» DIRECTIONS:
1. Answer these about the article on pulmonary hypertension in pregnancy:
(a) Over what span of years were the medical records analyzed?
(b) How many cases with pulmonary hypertension did the researchers identify?
(c) What was the one-year mortality rate in the cohort?
2. Reproduce the article on pulmonary hypertension in pregnancy from "The one-year mortality" to "extracorporeal membrane oxygenation.".
3. Carry the article on pulmonary hypertension in pregnancy forward from its final sentence.

» EXERCISE TEXT:
-=-=-
Pregnant women with pulmonary hypertension (PHT) have better postpartum outcomes with vaginal delivery, a new study suggests.
There is a high risk for mortality during pregnancy among women with PHT, and the incidence of most cardiovascular disease is increasing among women of childbearing age, according to researchers from Columbia University, in New York City. They conducted a retrospective cohort study to examine whether there are differences in the management and outcomes of patients with PHT, which affects the arteries in the lungs and the right side of the heart, based on the etiology and classification of PHT.
“Pulmonary hypertension is not a good disease to get, and it’s particularly worrisome in pregnancy,” said Richard M. Smiley, MD, PhD, study author and chief of obstetric anesthesiology at NewYork-Presbyterian/Columbia University Medical Center, in New York City.
The researchers analyzed electronic medical record data for all pregnancies with PHT at Columbia University Medical Center from 1997 to 2013. They identified 20 cases (eight vaginal deliveries, nine cesarean deliveries and three terminated pregnancies). The cases were then divided based on categories from the World Health Organization: congenital heart disease or Eisenmenger syndrome (n=6), rheumatic or valvular disease (n=6), and other (n=8; women who got the disease due to medication, thromboembolic disease, acquired nonrheumatic cardiomyopathy, systemic illness or unknown reasons).
The one-year mortality rate in the cohort was 25% compared with 20% reported in the medical literature. Three women who had a cesarean delivery died within 90 days of delivery and one patient died within 30 days after a terminated pregnancy. There were no deaths in the vaginal delivery group in the first year—one patient from this group died more than two years after delivery. The researchers also found that the congenital heart disease group used more advanced therapies for PHT such as extracorporeal membrane oxygenation.
-=-=-
» DATA SECTION:

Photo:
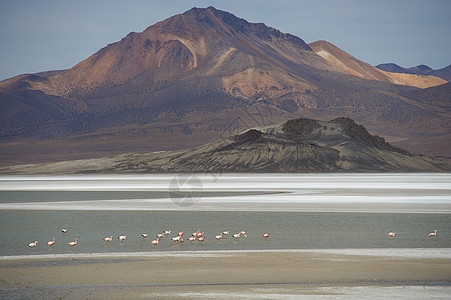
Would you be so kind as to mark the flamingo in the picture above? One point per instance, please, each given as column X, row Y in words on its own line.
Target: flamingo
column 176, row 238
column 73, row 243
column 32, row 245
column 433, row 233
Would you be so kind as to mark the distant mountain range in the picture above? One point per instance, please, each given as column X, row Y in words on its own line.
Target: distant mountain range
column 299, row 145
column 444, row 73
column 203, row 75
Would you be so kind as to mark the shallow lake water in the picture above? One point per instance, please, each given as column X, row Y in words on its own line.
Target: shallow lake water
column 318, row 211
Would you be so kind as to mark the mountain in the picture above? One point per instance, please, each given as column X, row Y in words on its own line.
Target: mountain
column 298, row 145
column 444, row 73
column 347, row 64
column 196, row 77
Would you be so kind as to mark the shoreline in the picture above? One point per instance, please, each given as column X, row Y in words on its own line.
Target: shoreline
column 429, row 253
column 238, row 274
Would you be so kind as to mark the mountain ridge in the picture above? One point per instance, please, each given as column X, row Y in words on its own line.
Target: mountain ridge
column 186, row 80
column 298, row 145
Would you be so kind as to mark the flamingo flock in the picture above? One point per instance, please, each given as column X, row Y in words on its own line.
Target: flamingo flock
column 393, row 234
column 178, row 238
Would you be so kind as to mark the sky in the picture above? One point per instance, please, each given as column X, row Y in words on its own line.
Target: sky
-=-=-
» ANSWERS FOR THIS EXERCISE:
1.
(a) 1997 to 2013
(b) 20
(c) 25%

2.
The one-year mortality rate in the cohort was 25% compared with 20% reported in the medical literature. Three women who had a cesarean delivery died within 90 days of delivery and one patient died within 30 days after a terminated pregnancy. There were no deaths in the vaginal delivery group in the first year—one patient from this group died more than two years after delivery. The researchers also found that the congenital heart disease group used more advanced therapies for PHT such as extracorporeal membrane oxygenation.

3.
“If you can get the women to deliver vaginally, and that does take some effort … those women do better. Most of the deaths were in women who had cesarean sections,” Dr. Smiley said. “It does appear that the postoperative period after a cesarean is significantly more risky than the postpartum period after vaginal delivery.”
There was a maternal/obstetric or fetal indication for each cesarean delivery. Neuraxial anesthesia was given to all the women in this group except for one patient who received general anesthesia for urgent cesarean delivery due to acute respiratory failure. The researchers wrote that emergency cesarean deliveries have comparable outcomes to planned cesarean deliveries, and that clinicians may no longer need to plan elective cesareans deliveries to avoid “hypothetical risks” of emergency cesarean deliveries.
The findings suggest that vaginal delivery is the preferred method for patients with cardiac disease, and the use of neuraxial analgesia with early initiation of advanced therapies such as extracorporeal membrane oxygenation, according to the researchers.
“This confirms statements in the cardiology and anesthesia literature over the last 15 or 20 years that suggests a vaginal delivery—if you can get it—is a better way to go,” Dr. Smiley said. The findings were presented at the 2015 annual meeting of the American Society of Anesthesiologists (poster A1140).